● **Document passage**
Verge3D Physics Guide
Verge3D comes with a physics engine that can make you 3D objects behave like in the real world. This feature is especially useful for creating 3D games and AR/VR applications.
As physics backend we use the open source physics engine Bullet, which web version is called Ammo.js.
- Getting Started With Physics
- Using Puzzles
- General Recommendations
- Creating First-Person Character
- Simulating Car Physics
Getting Started With Physics
Before you can use physics, you must add the physics module to your application. You can do this at the app creation stage using the corresponding option in the App Manager.
Alternatively, you can add the physics module to an existing app. To do this, copy the files ammo.wasm.js and ammo.wasm.wasm from the build folder of Verge3D installation folder to your app folder.
Familiarize yourself with the physics puzzles.
- Be sure to apply scale in your modeling suite as the physics engine just ignores the scale of objects.
- For best results, the origin of your object should coincide with the center of mass. To make it so in Blender 2.8+, use the operator Object → Set Origin → Origin to Center of Mass (Volume).
- Never position or animate dynamic body directly. Instead, apply force/impulse/velocity to it using the apply body param puzzle or snap it to another object with the snap body puzzle.
- As performance optimization, Verge3D disables dynamic bodies after a period of inactivity. You can activate these bodies again by applying some vector, colliding them with other bodies or using the activate feature of the set body state puzzle. If you need your body to be active all the time, apply disable deactivation state to it using the same puzzle.

● **Data rows**
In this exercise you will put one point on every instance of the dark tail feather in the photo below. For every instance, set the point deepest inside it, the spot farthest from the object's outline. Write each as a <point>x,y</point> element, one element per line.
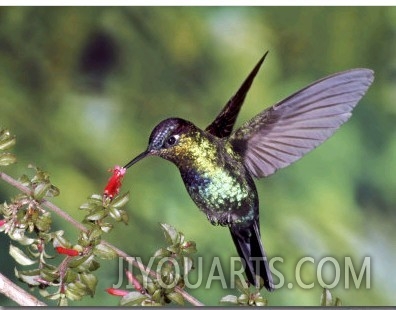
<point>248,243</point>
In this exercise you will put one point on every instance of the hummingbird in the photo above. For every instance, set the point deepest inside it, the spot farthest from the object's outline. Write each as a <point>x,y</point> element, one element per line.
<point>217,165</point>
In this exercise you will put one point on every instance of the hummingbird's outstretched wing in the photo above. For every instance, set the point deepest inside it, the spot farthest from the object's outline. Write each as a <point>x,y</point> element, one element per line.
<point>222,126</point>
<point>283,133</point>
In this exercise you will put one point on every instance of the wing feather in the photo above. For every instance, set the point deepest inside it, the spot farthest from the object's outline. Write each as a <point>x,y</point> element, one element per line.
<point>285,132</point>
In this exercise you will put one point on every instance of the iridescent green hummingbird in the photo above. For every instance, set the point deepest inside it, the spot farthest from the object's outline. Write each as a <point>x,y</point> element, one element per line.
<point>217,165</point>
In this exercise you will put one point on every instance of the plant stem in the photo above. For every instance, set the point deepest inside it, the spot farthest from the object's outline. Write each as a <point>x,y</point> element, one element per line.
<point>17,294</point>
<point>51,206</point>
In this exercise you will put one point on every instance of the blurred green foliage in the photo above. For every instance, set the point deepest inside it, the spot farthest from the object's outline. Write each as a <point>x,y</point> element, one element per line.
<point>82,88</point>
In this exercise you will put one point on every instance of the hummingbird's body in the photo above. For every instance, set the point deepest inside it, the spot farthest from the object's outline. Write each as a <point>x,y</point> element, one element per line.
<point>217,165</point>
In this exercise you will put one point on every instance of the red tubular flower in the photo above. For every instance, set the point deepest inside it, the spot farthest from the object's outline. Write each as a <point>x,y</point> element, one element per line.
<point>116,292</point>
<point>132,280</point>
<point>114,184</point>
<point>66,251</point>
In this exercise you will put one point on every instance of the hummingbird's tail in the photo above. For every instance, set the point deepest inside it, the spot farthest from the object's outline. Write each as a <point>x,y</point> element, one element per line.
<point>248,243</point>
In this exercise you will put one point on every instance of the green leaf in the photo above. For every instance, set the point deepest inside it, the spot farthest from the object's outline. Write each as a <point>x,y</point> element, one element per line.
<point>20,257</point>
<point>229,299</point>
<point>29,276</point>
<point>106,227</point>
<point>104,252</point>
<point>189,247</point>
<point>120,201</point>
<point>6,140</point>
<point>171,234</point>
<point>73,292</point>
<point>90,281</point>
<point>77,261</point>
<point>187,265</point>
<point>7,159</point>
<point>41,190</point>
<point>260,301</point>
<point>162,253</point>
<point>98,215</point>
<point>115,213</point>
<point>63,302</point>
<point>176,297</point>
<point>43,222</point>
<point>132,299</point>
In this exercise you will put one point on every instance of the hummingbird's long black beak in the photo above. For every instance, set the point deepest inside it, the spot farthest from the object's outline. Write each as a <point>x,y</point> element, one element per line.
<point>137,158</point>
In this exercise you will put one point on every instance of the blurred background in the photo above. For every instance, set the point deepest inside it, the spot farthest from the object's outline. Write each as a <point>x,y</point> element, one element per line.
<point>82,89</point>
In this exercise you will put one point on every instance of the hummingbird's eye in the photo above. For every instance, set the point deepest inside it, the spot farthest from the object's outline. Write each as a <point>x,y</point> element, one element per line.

==

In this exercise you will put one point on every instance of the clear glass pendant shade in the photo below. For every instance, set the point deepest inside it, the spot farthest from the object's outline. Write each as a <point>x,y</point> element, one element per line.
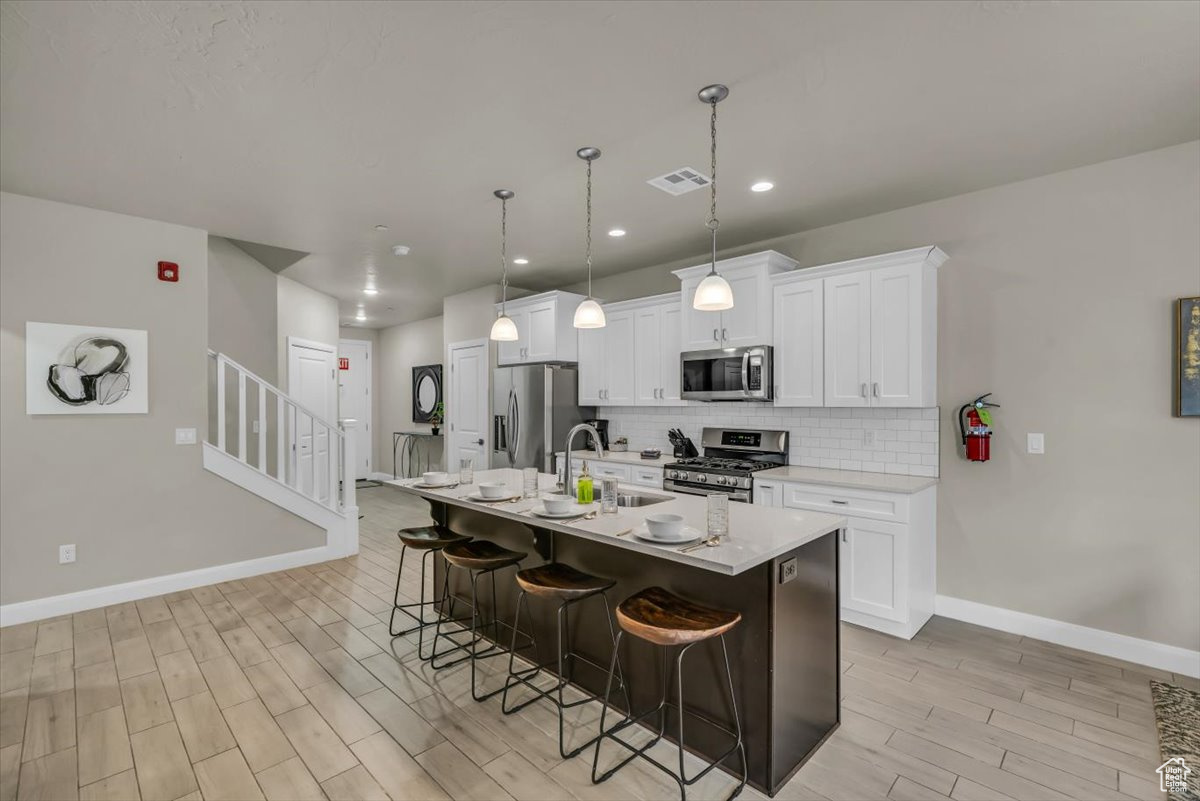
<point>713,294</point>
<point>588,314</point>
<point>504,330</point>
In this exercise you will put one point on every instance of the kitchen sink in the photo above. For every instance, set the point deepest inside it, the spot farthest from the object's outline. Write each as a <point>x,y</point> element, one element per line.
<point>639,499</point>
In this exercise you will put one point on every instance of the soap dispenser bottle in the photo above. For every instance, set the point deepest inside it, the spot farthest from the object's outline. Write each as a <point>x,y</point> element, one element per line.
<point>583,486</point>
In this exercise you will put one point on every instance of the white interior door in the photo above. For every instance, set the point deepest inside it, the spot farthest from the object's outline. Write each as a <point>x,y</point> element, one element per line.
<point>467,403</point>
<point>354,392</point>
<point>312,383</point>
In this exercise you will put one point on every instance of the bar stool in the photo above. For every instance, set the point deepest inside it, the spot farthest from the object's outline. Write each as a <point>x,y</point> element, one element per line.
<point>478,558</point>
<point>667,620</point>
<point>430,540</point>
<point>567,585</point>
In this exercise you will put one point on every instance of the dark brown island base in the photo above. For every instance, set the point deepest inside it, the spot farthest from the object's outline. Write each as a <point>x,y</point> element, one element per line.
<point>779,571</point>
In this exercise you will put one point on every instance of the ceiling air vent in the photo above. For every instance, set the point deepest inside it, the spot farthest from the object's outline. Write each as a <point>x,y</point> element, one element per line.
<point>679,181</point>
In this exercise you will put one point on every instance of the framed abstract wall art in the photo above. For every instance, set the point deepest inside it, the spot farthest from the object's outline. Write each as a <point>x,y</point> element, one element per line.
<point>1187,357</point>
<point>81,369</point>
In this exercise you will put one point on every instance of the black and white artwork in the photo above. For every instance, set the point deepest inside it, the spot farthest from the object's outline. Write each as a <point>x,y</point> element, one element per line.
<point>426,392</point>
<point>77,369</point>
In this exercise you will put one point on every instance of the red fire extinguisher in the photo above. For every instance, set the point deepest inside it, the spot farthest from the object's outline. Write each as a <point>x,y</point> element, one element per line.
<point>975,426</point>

* * *

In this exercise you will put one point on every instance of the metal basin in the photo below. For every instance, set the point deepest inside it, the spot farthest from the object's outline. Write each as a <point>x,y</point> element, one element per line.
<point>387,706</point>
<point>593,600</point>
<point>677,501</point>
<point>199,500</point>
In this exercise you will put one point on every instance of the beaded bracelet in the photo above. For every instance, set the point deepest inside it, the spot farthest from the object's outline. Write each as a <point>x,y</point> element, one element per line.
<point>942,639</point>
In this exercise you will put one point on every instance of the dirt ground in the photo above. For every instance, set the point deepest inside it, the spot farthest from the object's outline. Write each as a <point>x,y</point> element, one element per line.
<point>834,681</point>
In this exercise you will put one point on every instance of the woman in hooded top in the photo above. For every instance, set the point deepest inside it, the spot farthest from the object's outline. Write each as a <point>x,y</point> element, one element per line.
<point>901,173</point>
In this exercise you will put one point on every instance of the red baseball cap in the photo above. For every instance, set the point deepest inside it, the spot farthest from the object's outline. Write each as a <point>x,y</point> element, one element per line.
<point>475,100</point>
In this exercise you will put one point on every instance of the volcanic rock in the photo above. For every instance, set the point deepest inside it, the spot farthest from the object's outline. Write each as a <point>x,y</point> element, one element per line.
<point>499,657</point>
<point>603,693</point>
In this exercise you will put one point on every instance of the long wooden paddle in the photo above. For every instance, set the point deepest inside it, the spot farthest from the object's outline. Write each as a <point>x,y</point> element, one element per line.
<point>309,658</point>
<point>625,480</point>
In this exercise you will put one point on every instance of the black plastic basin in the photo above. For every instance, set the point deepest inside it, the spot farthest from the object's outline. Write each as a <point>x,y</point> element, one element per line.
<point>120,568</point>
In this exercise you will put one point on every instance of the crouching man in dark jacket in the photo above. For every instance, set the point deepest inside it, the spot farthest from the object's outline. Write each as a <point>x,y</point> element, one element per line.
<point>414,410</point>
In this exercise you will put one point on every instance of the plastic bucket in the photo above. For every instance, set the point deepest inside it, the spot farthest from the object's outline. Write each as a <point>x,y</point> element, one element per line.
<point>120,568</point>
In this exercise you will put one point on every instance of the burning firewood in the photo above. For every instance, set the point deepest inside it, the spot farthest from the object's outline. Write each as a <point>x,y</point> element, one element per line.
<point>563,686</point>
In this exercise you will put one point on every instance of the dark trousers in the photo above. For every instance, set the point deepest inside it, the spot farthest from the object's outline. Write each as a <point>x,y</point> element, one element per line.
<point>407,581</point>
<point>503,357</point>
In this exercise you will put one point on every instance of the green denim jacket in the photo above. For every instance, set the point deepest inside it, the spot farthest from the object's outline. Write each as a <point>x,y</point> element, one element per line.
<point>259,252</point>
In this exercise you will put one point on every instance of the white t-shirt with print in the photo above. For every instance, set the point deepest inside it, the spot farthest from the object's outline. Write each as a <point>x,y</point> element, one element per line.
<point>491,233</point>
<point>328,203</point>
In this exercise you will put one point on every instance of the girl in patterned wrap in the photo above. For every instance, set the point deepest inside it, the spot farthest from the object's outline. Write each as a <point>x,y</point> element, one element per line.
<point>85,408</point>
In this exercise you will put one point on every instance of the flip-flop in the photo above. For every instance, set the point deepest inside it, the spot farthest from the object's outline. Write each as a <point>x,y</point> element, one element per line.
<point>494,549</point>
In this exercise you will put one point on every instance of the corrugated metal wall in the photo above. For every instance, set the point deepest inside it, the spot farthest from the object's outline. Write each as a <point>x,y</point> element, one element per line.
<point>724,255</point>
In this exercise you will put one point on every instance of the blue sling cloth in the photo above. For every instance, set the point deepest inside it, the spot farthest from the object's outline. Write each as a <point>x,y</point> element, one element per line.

● **Tasks**
1) Answer these questions from the Verge3D physics guide, one answer per line, marked (a), (b), (c):
(a) What is the web version of the Bullet physics engine called?
(b) Which two files must be copied to add the physics module to an existing app?
(c) What does Verge3D do to dynamic bodies after a period of inactivity?
2) Pull out the part of the Verge3D physics guide that starts with "As physics backend" and goes on through "your app folder.", copying it word for word.
3) List every section title in the bulleted list that follows the sentence naming Bullet in the Verge3D physics guide.

● **Solutions for each task**
1)
(a) Ammo.js
(b) ammo.wasm.js and ammo.wasm.wasm
(c) It disables them.

2)
As physics backend we use the open source physics engine Bullet, which web version is called Ammo.js.
- Getting Started With Physics
- Using Puzzles
- General Recommendations
- Creating First-Person Character
- Simulating Car Physics
Getting Started With Physics
Before you can use physics, you must add the physics module to your application. You can do this at the app creation stage using the corresponding option in the App Manager.
Alternatively, you can add the physics module to an existing app. To do this, copy the files ammo.wasm.js and ammo.wasm.wasm from the build folder of Verge3D installation folder to your app folder.

3)
- Getting Started With Physics
- Using Puzzles
- General Recommendations
- Creating First-Person Character
- Simulating Car Physics